Without any pictures, the records below should be reproduced exactly.

» Supplied material:
==============================

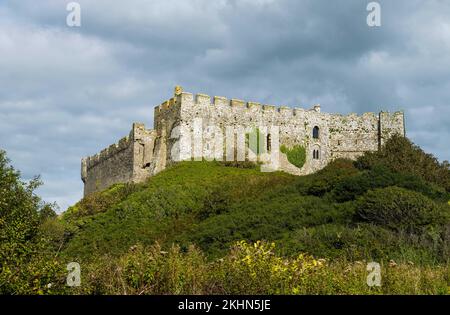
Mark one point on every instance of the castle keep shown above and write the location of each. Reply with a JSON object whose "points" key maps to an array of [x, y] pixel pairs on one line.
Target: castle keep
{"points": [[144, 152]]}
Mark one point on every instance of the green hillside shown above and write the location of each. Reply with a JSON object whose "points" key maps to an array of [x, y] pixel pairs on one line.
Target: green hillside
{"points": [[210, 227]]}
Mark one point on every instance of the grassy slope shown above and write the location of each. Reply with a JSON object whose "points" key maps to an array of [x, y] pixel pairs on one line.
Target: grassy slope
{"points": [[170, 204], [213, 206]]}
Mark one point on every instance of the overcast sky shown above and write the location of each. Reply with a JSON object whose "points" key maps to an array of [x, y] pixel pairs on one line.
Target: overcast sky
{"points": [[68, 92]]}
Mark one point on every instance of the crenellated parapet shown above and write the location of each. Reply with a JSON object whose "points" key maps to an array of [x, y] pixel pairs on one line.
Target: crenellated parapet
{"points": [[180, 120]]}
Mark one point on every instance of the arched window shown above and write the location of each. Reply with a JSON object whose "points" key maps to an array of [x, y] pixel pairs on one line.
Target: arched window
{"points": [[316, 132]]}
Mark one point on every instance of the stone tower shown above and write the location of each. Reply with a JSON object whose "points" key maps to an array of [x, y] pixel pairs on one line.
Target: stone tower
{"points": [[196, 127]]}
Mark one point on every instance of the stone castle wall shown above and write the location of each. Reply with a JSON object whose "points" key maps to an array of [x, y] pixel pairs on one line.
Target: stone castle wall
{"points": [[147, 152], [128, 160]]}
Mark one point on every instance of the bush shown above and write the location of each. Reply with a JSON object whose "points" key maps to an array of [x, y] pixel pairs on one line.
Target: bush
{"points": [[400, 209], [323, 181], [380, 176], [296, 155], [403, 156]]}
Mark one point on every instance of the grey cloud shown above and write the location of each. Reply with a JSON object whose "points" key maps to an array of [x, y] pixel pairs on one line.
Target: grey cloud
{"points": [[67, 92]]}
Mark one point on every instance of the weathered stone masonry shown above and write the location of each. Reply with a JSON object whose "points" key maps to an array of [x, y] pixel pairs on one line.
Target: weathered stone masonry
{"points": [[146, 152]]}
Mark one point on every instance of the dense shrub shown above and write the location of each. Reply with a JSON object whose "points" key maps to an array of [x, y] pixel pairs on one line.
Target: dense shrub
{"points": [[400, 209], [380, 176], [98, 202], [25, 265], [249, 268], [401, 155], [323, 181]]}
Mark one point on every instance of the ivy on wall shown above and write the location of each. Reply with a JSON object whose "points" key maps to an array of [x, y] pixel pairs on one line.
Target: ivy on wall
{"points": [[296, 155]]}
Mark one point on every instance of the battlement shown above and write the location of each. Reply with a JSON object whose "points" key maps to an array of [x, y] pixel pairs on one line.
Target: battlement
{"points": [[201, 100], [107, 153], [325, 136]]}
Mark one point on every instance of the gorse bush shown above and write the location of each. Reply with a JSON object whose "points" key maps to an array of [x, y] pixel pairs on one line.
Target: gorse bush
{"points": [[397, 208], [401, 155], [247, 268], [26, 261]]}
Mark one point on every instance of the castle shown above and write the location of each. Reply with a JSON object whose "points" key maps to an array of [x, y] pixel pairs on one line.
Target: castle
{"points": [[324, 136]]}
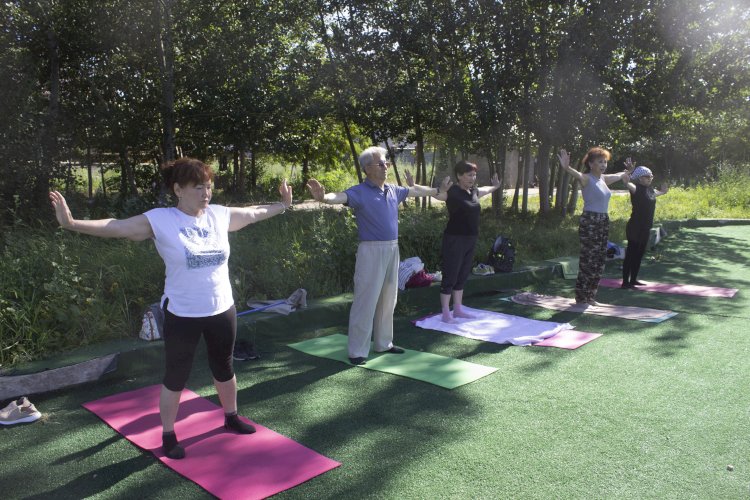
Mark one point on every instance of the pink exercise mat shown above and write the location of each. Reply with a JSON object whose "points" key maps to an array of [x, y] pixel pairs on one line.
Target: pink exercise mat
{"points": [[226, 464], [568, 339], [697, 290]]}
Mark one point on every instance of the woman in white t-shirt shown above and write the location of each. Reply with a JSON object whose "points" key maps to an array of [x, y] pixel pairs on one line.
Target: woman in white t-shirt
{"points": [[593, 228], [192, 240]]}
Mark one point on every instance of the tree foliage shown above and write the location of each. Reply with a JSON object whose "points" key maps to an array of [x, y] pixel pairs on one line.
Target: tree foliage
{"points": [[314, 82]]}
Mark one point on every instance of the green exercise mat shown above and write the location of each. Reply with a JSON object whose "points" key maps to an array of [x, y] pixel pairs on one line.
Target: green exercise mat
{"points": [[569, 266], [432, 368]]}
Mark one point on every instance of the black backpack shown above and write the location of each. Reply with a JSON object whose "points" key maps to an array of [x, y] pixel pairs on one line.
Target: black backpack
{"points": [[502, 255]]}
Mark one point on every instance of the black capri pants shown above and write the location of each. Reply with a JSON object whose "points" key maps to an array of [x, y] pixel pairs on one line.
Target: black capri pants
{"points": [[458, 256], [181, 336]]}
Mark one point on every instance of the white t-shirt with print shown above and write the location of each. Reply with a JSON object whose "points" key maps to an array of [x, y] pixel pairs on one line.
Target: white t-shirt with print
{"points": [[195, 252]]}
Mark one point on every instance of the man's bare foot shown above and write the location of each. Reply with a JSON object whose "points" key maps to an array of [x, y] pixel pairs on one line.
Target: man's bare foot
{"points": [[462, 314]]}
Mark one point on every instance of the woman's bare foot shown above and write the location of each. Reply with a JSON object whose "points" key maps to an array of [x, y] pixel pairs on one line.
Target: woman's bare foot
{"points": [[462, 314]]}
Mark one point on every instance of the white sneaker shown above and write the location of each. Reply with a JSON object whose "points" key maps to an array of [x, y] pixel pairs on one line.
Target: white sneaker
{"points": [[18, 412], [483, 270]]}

==============================

» The answer:
Mark one point on every instance of the castle keep shown above and write the location of each. Reply with a JSON object whose "points" key maps to an array of [x, y] pixel pairs on one line.
Target: castle keep
{"points": [[144, 152]]}
Mark one point on every instance of the green hillside shown above and write the location of each. Reply with a JSON object whose "points" key maps to an array of [x, y] pixel pairs on one line.
Target: green hillside
{"points": [[210, 227]]}
Mark one point on every instance of the grassy slope shown above and write the location of each. Reply with a JSON object whose "points" key maps to an array of [x, y] pixel pairs on one line.
Target: grassy slope
{"points": [[170, 204], [213, 206]]}
Mark one point on every instance of the overcast sky shown above and write the location of each. Reply with a JSON object whose "points" key maps to an array of [x, y] pixel pairs on one line.
Target: overcast sky
{"points": [[68, 92]]}
Mark one point on every instance of the crenellated parapet shown above and write the location of each. Reply with a JSON object whose "points" key maps to an array of [x, y] pixel pairs on one line.
Target: crenellated parapet
{"points": [[180, 120]]}
Mark one point on every instance of the arched window shown above and write the location of each. Reply with a JSON object whose "points" key maps to an array of [x, y] pixel pairs on one line.
Target: arched window
{"points": [[316, 132]]}
Mark one point on every instance of the stone tower shown above and write the location of each. Reply with a JSON object whose "points" key maps to an array of [x, y] pixel pairs on one line.
Target: stone tower
{"points": [[196, 127]]}
Mark one point on every instance of the stone castle wall shown above and write the location of each. Reply with a JSON object whose "points" key maps to an array of [x, y] pixel pairs on one line.
Target: stone castle wall
{"points": [[147, 152], [128, 160]]}
Mark one point on every instance of the bush shown above and write the location of each. Reply with a JSON object whose "points" key maps to an array of [x, y] pixel pairs on one line.
Target: bush
{"points": [[400, 209], [323, 181], [380, 176], [296, 155], [403, 156]]}
Mark one point on every instance of the grey cloud shown above and write the location of each. Reply with a JSON object whose "points" key maps to an array of [x, y] pixel pairs on one line.
Target: grey cloud
{"points": [[67, 92]]}
Mark one point on every instance of the weathered stone masonry shown above and write the location of each. Reply with a JSON object whose "points" key maps to an array of [x, y] pixel pairs on one line.
Target: weathered stone masonry
{"points": [[146, 152]]}
Mark one point on every instance of the dense shrub shown above and write the location of each. Reply with a JSON object whose "points" key maps to an array of [x, y] pixel pairs on one line.
Target: dense shrub
{"points": [[400, 209], [380, 176], [98, 202], [25, 265], [249, 268], [401, 155], [323, 181]]}
Mark one point on every instance of the ivy on wall shown above and write the location of each. Reply with a JSON object whose "points" key maps to an array of [x, y] pixel pairs on one line.
Target: ivy on wall
{"points": [[296, 155]]}
Mark one point on every instance of the battlement shown above and write the location of each. Reply with a JSON object whose "points" key maps to an array of [x, y] pixel pairs on one line.
Target: battlement
{"points": [[201, 100], [107, 153], [325, 136]]}
Mark one point on every instance of the gorse bush shown above and write the location of each. Reply with a JSON object whose "points" key maps to an array of [x, y] pixel pairs on one line.
Target: gorse bush
{"points": [[397, 208], [401, 155], [247, 268], [26, 261]]}
Mark one point on every instance of the castle shown above and write the location of each. Reply with a JSON object whose "points" key maps to an array of [x, y] pixel pairs on one line.
Target: castle
{"points": [[324, 136]]}
Mark one point on every instance of the pink exercise mat shown above and write the location of each. Reply with a JSON object whose "points" key maps to an array of [x, y] pixel pairs on one line.
Target: pink exercise mat
{"points": [[226, 464], [568, 339], [697, 290]]}
Mark one point on every instance of the woman in white t-shirt shown above and write the location of each. Reply with a JSON object whose "points" key maps to an array of [x, y] pixel pairs on one line.
Target: woman in white t-shirt
{"points": [[593, 228], [192, 240]]}
Mark one point on every instance of the tree foliage shown above and write the location of each. Reply with a JSON object whose "points" key maps to an array of [x, y] pixel pairs on one line.
Target: tree foliage
{"points": [[314, 82]]}
Mark one point on every instance of the green exercise mat shown above and write the location of each. Reply with a JSON object whose "points" key maps to an array of [x, y] pixel pairs on one line.
Target: green exercise mat
{"points": [[569, 266], [432, 368]]}
Mark one point on every instance of the black backpack shown above and write the location of each. Reply with a JSON object whose "points" key maps to an array of [x, y] pixel pairs on one line.
Target: black backpack
{"points": [[502, 255]]}
Mark one point on every instance of the black capri pants shown above and write the location of each. Reply with a JSON object whose "points" key maps to an array of [x, y] pixel pairs on one line.
Target: black capri pants
{"points": [[458, 256], [181, 336]]}
Mark one point on every instance of the white t-shirt with print shown above and write the location of each. Reply with a JSON object whose "points" key maps to an array of [x, y] pixel pairs on one line.
Target: white t-shirt with print
{"points": [[195, 252]]}
Mark one point on every instance of the man's bare foot shown above and write the location of each. Reply with a JSON object whose "points" key maps to an array of [x, y] pixel pairs on one line.
Target: man's bare foot
{"points": [[462, 314]]}
Mark one point on every instance of the woman's bare foot shown above and write the location of each. Reply with a JSON object whose "points" key maps to an array of [x, y] pixel pairs on one line.
Target: woman's bare foot
{"points": [[462, 314]]}
Mark one point on every instance of the white sneaker shown above and write the location of each. Reply with a JSON object whose "points" key maps to an array of [x, y] pixel pairs on one line.
Target: white sneaker
{"points": [[18, 412], [483, 270]]}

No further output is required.